- _COSA FARE_:
a) Nel testo sull'ascolto di sé, perché dare una risposta diretta, onesta e chiara è paragonato a una formula magica? Spiegalo in una, due o tre frasi.
b) Rispondi a queste domande sul testo sull'ascolto di sé.
(i) Secondo il testo, in che cosa sta il punto cruciale, e in che cosa invece no?
(ii) Quale potenziale possiede il nostro organismo?
(iii) In quale momento chi scrive ha compreso che la ferita di chi non si è sentito amato è senza parole?
c) Prosegui il testo sull'ascolto di sé, cominciando dopo la sua ultima frase.

Ho imparato, con immane fatica, che riuscire a dare una risposta diretta, onesta, chiara, cosa che in precedenza non ero mai riuscita a fare, è quasi come utilizzare una formula magica perché ti permette di essere d’accordo solo quando lo sei veramente e non perché hai paura di non essere amato a causa delle tue idee e ti permette anche di credere che in famiglia si possa sentire la libertà di poter fare commenti su qualsiasi cosa, perché non è così rischioso e si sopravvive e perché la famiglia ti ascolterà, ti accoglierà e magari imparerà da quello che stai dicendo o provando o sentendo. Non appena comprendiamo che il punto cruciale sta nell’auto-abbandono e nella separazione avvenuta all’interno di noi stessi e non nell’abbandono dell’altro, cominciamo a modificare il nostro modo di vedere e di agire... guardiamo più verso l’interno che verso l’esterno! E’ sufficiente rimanere in contatto con le proprie sensazioni e con i propri pensieri: consapevoli, ricettivi, attenti senza essere sempre e solo autocritici, perché niente altro se non la sensibilità riguardo a quello che ci sta succedendo qui ed ora, consente agli antichi modelli di energia di sciogliersi dall’interno... Il nostro organismo possiede un immenso potenziale di auto guarigione che può svilupparsi solo attraverso un’attenzione e un ascolto senza pregiudizio, nei confronti dei processi che autonomamente avvengono dentro di noi, basta avere solo un po’ di vera “fiducia” in quei processi. Anche il riappacificarsi con il proprio corpo, con quello che è e che siamo, con l’immagine fisica che abbiamo di noi stessi, è strettamente legato alla capacità di riconoscersi come unici, di dare valore all’autonomia personale, di placare i conflitti legati allo sguardo dei nostri genitori interni, quei genitori per i quali non andiamo mai abbastanza bene.

 

Appena ho cominciato gli incontri dedicati al lavoro individuale, ho compreso sulla mia pelle che la ferita di chi non si è sentito amato è in realtà senza parole: sono riuscita a raccontare tante cose durante gli incontri del master e anche nel corso dei lavori di gruppo, di come mi sono sentita incompresa, emotivamente abbandonata, non apprezzata, cambiata... ho parlato e parlato ma fino a che tutto rimane nella testa e non diventa consapevolezza fisica, esperita, vissuta e accolta, è inutile, e anche le parole che raccontano le successive esperienze di mancanza d’amore, quelle da adulta, sembrano sradicate e prive di senso se non le si lascia scavare.

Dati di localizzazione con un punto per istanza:
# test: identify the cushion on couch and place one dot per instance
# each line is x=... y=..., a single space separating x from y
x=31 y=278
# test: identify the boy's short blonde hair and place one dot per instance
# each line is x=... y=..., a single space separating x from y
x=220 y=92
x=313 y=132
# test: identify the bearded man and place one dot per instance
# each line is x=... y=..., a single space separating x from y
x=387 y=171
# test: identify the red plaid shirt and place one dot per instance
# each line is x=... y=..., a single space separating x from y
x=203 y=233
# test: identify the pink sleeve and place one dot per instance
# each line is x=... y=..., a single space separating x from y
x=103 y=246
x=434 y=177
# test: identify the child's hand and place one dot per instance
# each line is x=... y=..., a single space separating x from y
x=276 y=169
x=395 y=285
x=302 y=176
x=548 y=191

- _RISULTATI DELL'ESERCIZIO_:
a) Perché permette di essere d'accordo solo quando lo si è veramente, e non per paura di non essere amati a causa delle proprie idee. Permette anche di credere che in famiglia ci si possa sentire liberi di commentare qualsiasi cosa, perché non è così rischioso, si sopravvive e la famiglia ascolterà, accoglierà e magari imparerà da ciò che si dice o si prova.

b)
(i) Sta nell'auto-abbandono e nella separazione avvenuta all'interno di noi stessi, non nell'abbandono dell'altro.
(ii) Un immenso potenziale di auto guarigione.
(iii) Appena ha cominciato gli incontri dedicati al lavoro individuale.

c)
Come ci spiega Edoardo Giusti, “nel superamento del circolo vizioso di auto-confermazione del proprio concetto di sé e nella ridefinizione di un nuovo concetto, svolge un ruolo importante l’attività di self-disclosure, cioè del processo tramite il quale gli individui rivelano pensieri, sentimenti ed esperienze personali ad un altro” (Giusti, 2002). Riuscire a rivivere l’antico dolore che continua a rinnovarsi sempre, poterlo fare sotto lo sguardo partecipe di un'altra persona alla quale si possa rischiare di mostrarsi, fa andare oltre la sofferenza e fa scoprire la propria forza... la narrazione di sé in una relazione in cui si possa condividere ciò che si prova e la propria fragilità, senza paura del giudizio ma sicuri di essere empaticamente accolti ed ascoltati, produce cambiamento e crescita: ora so che posso dare a me stessa ciò che la famiglia in qualche modo mi ha “rifiutato”: attenzione emotiva, calore, sicurezza, stima, fiducia, ascolto, comprensione. Il counselor infatti propone modalità diverse da quelle che il cliente ha appreso nel suo ambiente originario e questo fa nascere la fiducia e riattiva le energie nella direzione dell’autorealizzazione e nella ricerca del benessere, stimola visioni alternative di tipo differente, unisce diversi punti di vista, mette in atto un processo di riflessione ed amplifica le potenzialità.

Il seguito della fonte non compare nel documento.